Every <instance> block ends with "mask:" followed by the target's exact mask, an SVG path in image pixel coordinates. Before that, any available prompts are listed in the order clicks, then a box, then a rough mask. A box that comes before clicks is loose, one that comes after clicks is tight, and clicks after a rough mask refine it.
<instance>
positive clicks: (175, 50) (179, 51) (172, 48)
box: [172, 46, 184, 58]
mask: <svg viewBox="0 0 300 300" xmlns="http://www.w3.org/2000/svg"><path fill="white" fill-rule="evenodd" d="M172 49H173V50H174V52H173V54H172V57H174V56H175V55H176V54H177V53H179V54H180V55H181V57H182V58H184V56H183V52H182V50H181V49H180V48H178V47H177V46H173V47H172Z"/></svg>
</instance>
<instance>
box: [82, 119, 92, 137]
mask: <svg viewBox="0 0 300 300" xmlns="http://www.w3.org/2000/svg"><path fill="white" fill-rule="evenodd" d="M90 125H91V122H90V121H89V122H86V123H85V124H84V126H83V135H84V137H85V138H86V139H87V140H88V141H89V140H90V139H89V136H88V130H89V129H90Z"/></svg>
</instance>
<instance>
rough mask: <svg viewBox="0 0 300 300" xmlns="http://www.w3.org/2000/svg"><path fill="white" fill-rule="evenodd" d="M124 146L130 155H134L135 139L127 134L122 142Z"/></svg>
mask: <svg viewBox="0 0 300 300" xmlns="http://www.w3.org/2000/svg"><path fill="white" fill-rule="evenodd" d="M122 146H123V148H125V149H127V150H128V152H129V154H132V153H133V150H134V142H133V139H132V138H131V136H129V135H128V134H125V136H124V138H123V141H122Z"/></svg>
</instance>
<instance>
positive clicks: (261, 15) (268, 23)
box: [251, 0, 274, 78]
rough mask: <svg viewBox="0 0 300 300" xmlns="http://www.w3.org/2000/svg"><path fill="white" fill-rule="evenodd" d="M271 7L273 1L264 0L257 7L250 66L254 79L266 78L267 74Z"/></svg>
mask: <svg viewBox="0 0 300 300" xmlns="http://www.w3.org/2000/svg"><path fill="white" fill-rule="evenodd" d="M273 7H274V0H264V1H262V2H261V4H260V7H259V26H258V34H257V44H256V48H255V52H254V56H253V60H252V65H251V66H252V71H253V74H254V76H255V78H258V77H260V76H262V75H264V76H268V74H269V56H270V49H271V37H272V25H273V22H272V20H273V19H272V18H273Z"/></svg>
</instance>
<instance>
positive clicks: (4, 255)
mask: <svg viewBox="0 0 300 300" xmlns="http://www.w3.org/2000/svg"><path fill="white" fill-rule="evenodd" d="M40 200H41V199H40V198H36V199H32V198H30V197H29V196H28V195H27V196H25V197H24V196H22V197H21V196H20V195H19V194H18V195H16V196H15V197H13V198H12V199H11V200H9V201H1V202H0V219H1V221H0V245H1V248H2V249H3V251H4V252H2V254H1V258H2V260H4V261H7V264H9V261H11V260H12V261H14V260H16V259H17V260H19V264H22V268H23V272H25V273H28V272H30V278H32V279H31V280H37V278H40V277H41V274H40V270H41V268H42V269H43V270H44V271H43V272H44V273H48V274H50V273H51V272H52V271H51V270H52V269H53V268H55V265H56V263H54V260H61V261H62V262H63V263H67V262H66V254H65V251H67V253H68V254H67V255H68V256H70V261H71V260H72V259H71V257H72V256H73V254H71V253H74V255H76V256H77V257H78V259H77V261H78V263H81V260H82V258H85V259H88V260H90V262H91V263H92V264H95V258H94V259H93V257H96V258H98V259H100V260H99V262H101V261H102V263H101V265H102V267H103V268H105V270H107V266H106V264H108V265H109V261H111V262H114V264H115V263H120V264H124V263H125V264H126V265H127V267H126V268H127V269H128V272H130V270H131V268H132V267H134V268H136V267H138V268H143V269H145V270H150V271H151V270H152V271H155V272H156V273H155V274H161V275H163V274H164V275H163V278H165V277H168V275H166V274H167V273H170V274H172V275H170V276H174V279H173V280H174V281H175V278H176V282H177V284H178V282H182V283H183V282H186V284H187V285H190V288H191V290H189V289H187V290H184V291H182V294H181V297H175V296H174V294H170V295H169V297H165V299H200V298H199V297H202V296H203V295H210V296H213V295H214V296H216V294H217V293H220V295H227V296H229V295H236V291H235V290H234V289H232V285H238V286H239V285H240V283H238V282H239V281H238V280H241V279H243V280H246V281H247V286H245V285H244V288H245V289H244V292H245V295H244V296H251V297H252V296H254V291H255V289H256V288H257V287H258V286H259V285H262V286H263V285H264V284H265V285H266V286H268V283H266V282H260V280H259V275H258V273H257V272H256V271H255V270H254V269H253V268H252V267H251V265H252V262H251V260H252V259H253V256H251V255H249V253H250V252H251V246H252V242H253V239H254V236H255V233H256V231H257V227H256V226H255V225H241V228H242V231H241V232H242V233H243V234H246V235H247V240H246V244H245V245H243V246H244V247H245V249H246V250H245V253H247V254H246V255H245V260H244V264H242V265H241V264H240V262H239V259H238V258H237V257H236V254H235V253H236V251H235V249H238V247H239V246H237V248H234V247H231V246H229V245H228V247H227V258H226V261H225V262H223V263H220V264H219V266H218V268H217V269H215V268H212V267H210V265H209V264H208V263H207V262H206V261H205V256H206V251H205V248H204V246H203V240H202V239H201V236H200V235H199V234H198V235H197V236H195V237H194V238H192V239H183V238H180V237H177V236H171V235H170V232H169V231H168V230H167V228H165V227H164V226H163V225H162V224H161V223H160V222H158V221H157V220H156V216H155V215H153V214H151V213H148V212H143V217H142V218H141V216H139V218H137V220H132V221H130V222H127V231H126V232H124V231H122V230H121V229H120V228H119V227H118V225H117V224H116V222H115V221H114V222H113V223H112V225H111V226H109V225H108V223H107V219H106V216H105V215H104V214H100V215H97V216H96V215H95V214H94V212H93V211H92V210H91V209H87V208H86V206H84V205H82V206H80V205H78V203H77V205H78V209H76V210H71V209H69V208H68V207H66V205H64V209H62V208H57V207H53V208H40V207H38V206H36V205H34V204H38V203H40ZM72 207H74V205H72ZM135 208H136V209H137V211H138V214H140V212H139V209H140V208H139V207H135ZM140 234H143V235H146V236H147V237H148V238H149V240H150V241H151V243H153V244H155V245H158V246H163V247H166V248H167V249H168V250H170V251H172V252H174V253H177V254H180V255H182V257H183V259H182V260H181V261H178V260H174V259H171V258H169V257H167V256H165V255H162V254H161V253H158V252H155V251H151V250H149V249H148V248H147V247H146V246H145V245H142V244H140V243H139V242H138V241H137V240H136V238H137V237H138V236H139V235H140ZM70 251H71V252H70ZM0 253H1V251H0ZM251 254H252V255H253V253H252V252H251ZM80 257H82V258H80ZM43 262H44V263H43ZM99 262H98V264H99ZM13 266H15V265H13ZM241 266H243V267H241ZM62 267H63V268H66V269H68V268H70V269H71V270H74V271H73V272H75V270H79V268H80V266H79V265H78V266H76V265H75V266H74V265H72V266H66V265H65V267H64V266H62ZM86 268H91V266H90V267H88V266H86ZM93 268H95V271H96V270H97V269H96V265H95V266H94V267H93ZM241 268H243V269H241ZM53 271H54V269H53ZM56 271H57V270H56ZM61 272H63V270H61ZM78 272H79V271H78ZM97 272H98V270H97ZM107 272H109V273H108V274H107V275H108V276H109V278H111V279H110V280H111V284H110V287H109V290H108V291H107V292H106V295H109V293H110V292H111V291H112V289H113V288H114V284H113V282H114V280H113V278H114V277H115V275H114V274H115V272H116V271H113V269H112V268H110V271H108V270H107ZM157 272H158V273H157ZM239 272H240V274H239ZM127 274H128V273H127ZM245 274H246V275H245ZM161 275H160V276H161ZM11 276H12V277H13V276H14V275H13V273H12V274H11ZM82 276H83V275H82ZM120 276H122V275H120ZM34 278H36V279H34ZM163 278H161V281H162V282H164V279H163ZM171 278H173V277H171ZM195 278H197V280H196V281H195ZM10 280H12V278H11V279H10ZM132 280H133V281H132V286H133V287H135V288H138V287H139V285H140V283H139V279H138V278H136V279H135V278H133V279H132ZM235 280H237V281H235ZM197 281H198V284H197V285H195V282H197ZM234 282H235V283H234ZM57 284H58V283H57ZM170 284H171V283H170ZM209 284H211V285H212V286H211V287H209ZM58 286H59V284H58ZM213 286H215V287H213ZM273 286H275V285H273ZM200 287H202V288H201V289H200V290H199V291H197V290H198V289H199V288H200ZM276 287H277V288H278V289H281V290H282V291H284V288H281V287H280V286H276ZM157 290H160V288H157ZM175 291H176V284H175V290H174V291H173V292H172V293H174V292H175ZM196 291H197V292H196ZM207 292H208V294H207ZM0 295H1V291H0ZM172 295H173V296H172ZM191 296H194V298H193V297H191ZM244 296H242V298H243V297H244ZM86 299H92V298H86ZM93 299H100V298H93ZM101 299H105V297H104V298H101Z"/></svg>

- [Exercise prompt] Transcribe verbatim. Cover the lines from the first line of the entries above to the line containing "positive clicks: (175, 50)", inclusive.

- [Response]
Every <instance> block ends with "mask:" followed by the target's exact mask, an SVG path in image pixel coordinates. Before that, any available prompts are listed in the order clicks, then a box, then a rough mask. A box that comes before clicks is loose, one that comes after clicks is tight, and clicks after a rough mask refine it.
<instance>
positive clicks: (175, 50) (179, 51) (172, 48)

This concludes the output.